START Material to process

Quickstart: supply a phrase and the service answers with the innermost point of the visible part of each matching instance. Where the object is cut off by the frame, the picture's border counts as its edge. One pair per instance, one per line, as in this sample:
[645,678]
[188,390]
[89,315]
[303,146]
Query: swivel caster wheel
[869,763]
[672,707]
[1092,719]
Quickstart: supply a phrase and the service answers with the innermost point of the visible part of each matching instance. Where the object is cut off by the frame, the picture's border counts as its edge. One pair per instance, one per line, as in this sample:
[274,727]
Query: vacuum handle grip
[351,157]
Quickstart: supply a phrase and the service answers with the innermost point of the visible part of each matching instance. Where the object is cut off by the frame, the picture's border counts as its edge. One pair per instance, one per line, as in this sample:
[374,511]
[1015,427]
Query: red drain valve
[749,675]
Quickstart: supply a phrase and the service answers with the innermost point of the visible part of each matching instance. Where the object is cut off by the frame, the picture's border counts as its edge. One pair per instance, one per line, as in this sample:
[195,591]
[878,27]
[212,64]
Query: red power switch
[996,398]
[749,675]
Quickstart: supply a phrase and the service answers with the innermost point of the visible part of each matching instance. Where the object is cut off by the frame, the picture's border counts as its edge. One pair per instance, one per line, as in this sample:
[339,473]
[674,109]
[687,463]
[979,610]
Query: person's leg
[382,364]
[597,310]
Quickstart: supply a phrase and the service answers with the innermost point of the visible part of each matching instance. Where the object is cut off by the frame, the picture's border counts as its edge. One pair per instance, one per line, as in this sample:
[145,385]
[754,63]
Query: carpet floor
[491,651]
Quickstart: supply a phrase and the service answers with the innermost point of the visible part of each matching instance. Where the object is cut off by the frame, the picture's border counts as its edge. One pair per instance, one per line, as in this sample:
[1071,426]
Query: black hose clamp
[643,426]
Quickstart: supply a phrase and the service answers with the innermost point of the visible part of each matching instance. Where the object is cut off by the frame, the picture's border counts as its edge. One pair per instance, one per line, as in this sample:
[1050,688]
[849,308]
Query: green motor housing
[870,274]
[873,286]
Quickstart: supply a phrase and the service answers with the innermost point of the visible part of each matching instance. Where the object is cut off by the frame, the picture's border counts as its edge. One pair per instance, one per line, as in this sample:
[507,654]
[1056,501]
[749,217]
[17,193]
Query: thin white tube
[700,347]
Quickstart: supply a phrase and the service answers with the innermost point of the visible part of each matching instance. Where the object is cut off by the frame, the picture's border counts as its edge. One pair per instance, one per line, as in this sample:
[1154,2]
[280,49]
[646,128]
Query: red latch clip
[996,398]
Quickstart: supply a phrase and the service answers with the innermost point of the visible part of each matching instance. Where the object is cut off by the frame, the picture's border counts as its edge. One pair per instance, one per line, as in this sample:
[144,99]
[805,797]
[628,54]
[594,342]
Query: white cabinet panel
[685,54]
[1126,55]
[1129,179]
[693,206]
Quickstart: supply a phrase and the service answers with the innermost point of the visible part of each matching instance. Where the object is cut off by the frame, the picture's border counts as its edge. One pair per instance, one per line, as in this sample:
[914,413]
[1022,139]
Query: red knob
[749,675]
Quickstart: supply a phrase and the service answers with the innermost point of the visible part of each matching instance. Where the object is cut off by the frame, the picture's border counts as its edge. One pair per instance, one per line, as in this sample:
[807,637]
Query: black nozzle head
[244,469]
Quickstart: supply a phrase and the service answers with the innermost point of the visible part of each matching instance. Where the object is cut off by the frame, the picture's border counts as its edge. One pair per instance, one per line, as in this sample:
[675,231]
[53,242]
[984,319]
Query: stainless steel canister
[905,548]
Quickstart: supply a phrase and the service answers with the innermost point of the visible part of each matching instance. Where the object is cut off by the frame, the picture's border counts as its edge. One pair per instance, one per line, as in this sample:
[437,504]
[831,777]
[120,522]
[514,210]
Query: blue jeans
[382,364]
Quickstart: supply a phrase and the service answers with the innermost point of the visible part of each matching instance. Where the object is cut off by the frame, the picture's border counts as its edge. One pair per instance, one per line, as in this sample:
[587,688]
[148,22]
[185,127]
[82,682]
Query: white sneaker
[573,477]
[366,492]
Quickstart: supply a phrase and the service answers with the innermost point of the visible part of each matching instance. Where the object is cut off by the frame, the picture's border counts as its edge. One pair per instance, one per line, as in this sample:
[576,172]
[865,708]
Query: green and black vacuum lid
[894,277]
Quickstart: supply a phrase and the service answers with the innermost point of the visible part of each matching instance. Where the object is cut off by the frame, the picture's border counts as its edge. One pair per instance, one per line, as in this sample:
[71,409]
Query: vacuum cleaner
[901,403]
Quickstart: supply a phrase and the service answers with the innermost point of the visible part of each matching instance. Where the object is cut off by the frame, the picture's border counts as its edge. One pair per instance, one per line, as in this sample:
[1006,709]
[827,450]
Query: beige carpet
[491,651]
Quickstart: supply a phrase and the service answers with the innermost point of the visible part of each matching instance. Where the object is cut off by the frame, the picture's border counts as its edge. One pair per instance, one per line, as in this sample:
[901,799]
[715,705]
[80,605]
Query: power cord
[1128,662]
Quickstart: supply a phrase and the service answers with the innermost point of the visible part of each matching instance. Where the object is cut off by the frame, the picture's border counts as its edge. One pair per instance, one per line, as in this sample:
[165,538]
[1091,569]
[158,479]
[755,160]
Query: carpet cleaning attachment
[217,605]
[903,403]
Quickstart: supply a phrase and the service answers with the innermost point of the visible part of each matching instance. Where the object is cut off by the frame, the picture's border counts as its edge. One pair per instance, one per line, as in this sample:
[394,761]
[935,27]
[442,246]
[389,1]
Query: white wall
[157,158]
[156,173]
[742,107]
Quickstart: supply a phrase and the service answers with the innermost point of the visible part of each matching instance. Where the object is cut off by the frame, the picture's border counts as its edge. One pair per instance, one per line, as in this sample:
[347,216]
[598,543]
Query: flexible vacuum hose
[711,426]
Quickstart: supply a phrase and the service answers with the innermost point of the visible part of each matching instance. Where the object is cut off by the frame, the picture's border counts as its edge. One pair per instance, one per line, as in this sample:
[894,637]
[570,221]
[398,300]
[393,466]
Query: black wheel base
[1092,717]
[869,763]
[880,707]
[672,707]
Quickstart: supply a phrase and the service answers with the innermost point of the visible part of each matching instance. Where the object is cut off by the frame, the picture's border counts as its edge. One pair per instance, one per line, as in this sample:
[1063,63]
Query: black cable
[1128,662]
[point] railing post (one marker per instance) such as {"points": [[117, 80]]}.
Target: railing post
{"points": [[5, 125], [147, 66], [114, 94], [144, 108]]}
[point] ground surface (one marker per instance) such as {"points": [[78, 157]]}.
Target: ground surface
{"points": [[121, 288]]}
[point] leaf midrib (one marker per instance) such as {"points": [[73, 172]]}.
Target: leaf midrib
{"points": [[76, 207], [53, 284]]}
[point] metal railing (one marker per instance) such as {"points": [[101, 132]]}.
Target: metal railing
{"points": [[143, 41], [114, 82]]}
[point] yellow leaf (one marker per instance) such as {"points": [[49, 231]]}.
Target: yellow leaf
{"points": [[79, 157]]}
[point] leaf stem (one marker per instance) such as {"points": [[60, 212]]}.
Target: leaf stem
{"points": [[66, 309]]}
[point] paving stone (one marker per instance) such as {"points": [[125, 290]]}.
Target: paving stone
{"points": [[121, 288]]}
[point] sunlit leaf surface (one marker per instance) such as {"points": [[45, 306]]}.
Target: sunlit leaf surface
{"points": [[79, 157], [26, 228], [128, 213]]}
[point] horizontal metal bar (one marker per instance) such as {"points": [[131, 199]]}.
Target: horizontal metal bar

END Material to process

Which of the lines in the data contain the string "horizontal"? Return each one.

**Result**
[point] horizontal metal bar (one marker per instance) such as {"points": [[131, 199]]}.
Target: horizontal metal bar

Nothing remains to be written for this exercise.